Source excerpt:
-.-.-

The latest news (this morning) is that Democratic challenger Rick Nolan now LEADS incumbent Chip Cravaack (R/Tea Party)  by 50-43. (1000 voters polled; Margin of Error: 3.0%)
Link to full story HERE.

Some further details past the orange frosted breakfast croissant...

   The 8th district has been historically Democratic, with a strong, unionized workforce of miners and their families. It was represented by Jim Oberstar (a Democrat) for over 30 straight years.
      In 2010 Oberstar showed he had gotten rather too comfortable in his seat and the Tea Party tide (coupled with poor turnout among Democratic voters) carried Chip Cravaack (R-Klingon Home World) to an upset victory.
      Cravaack has spent the last 2 years in DC voting for the entire Tea Party agenda. More tellingly he has moved his wife and children to New Hampshire (she apparently got an excellent position with a  Boston firm doing something white collar & lucrative in a binder or two....)
     He also has made it a habit over the last year and more of hiding from his constituents. Oh, he'll announce a "town hall, open meeting" and ask everyone to come. Somehow, the Tea party types always seem to get the word in advance, and are happy to attend, shoot videos, and then send these in to various media outlets. For the rest of the public...not so much. The Cravaack method is on, say, a Tuesday, to announce, "town hall, open meeting" tomorrow (Wednesday) 10:30am at the rest stop picnic shelter at mile post 136 on "the road to International Falls." Like working folks can attend that....on short notice....if they can find out WHICH road to International Falls. (BTW, the International Falls "Icebox of the Nation" Town motto is "I-Falls: 10 months of winter, and 2 months of bad sledding.")
       The Democrats were stunned at Cravaack's victory and it shook them out of their complacency. They had a hard-fought (still some bruises left), 3-way primary, from which Rick Nolan emerged the winner. Nolan is a former MN Congressman, but from a different district...which he represented from 1974 to 1980! (When we say "old school" we really mean it!)

-.-.-

Extracted material:
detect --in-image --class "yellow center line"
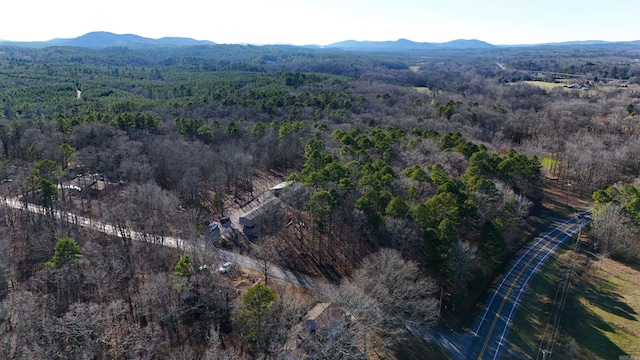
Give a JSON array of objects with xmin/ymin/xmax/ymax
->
[{"xmin": 478, "ymin": 224, "xmax": 570, "ymax": 360}]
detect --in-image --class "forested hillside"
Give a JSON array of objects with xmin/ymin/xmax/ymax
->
[{"xmin": 0, "ymin": 45, "xmax": 640, "ymax": 359}]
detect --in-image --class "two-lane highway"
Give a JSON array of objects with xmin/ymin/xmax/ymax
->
[
  {"xmin": 466, "ymin": 212, "xmax": 588, "ymax": 359},
  {"xmin": 409, "ymin": 211, "xmax": 590, "ymax": 360}
]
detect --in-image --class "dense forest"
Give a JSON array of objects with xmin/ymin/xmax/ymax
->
[{"xmin": 0, "ymin": 41, "xmax": 640, "ymax": 359}]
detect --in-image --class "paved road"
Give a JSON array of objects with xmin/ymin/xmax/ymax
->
[
  {"xmin": 413, "ymin": 211, "xmax": 590, "ymax": 360},
  {"xmin": 2, "ymin": 198, "xmax": 313, "ymax": 289}
]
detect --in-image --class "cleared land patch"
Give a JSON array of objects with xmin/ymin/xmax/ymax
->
[
  {"xmin": 413, "ymin": 86, "xmax": 433, "ymax": 95},
  {"xmin": 523, "ymin": 80, "xmax": 566, "ymax": 91},
  {"xmin": 509, "ymin": 244, "xmax": 640, "ymax": 359}
]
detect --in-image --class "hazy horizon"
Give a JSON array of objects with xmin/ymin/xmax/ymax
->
[{"xmin": 0, "ymin": 0, "xmax": 640, "ymax": 45}]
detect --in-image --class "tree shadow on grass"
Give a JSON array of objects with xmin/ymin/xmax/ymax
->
[
  {"xmin": 561, "ymin": 284, "xmax": 636, "ymax": 359},
  {"xmin": 581, "ymin": 286, "xmax": 638, "ymax": 321}
]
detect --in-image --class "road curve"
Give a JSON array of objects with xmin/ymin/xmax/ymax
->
[
  {"xmin": 2, "ymin": 197, "xmax": 313, "ymax": 289},
  {"xmin": 411, "ymin": 211, "xmax": 590, "ymax": 360}
]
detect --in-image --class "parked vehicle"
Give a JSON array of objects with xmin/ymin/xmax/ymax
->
[{"xmin": 218, "ymin": 262, "xmax": 233, "ymax": 274}]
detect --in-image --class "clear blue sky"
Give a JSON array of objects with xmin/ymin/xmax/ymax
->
[{"xmin": 0, "ymin": 0, "xmax": 640, "ymax": 45}]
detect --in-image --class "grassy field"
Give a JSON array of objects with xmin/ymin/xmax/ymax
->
[
  {"xmin": 509, "ymin": 240, "xmax": 640, "ymax": 360},
  {"xmin": 523, "ymin": 81, "xmax": 565, "ymax": 91}
]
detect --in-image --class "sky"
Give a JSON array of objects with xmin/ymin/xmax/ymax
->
[{"xmin": 0, "ymin": 0, "xmax": 640, "ymax": 45}]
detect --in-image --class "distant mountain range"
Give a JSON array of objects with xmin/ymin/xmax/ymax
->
[
  {"xmin": 324, "ymin": 39, "xmax": 496, "ymax": 51},
  {"xmin": 0, "ymin": 31, "xmax": 640, "ymax": 52},
  {"xmin": 0, "ymin": 31, "xmax": 215, "ymax": 48}
]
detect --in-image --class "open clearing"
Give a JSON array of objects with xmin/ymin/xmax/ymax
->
[
  {"xmin": 523, "ymin": 81, "xmax": 566, "ymax": 91},
  {"xmin": 509, "ymin": 244, "xmax": 640, "ymax": 359},
  {"xmin": 413, "ymin": 86, "xmax": 433, "ymax": 95}
]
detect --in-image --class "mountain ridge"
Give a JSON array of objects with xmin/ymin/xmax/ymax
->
[{"xmin": 0, "ymin": 31, "xmax": 640, "ymax": 52}]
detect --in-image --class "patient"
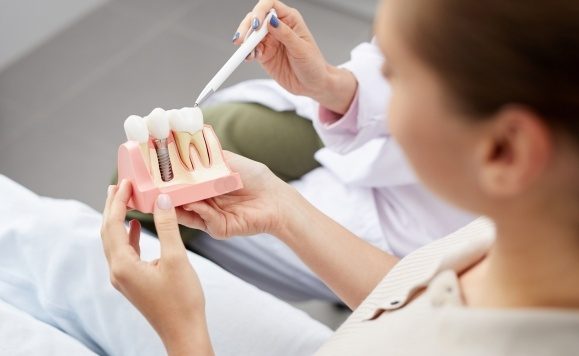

-.-.-

What to work on:
**A)** Please copy everything in the 8th district race excerpt from "The 8th district" down to "an upset victory." word for word.
**B)** Extend the 8th district race excerpt past its final sentence.
The entries stand apart from the 8th district race excerpt.

Results for each task:
**A)**
The 8th district has been historically Democratic, with a strong, unionized workforce of miners and their families. It was represented by Jim Oberstar (a Democrat) for over 30 straight years.
      In 2010 Oberstar showed he had gotten rather too comfortable in his seat and the Tea Party tide (coupled with poor turnout among Democratic voters) carried Chip Cravaack (R-Klingon Home World) to an upset victory.

**B)**
      Outside groups (like Karl Rove's band of cutthroats and Norm "Horse Dentures" Coleman's group) have put a lot of money into this ($4 million & more, which is kind of an almost-but-not-quite bad thing; the Iron Range has been hurting for years economically, long before the Great Recession, so millions of dollars flowing into media outlets in places like Bemidji & Baudette is kind of a good thing. But still, its political advertising....)
     Nolan has been making a fight of it and pulling into a tie. Today's poll adds to the luster of his internals and also pegs him at the all important 50% mark.
     Going into the crosstabs there are a couple of observations:
     Nolan leads by +3 among men and +10 among women (which USUALLY means you will be leading overall....except on Faux Noise of course).
     Among age groups, Nolan leads in all categories EXCEPT Cravaack leads by +5 among voters aged 40-49...(what has put the leading edge of GenX in that mood?)
     Cut the cloth among religious outlooks, and Nolan leads by +12 among (normal) Protestants and by +10 among Catholics. Among "other religions" (the Zen Temple of Bemidji; Isis Lovers of International Falls; Dyonisius Devotees of Duluth; atheists; and maybe (or maybe not) the agnostics) Nolan leads by +41 (!). Cravaack leads among the fundagelicals (which is an OTHER religion all unto itself) by +35.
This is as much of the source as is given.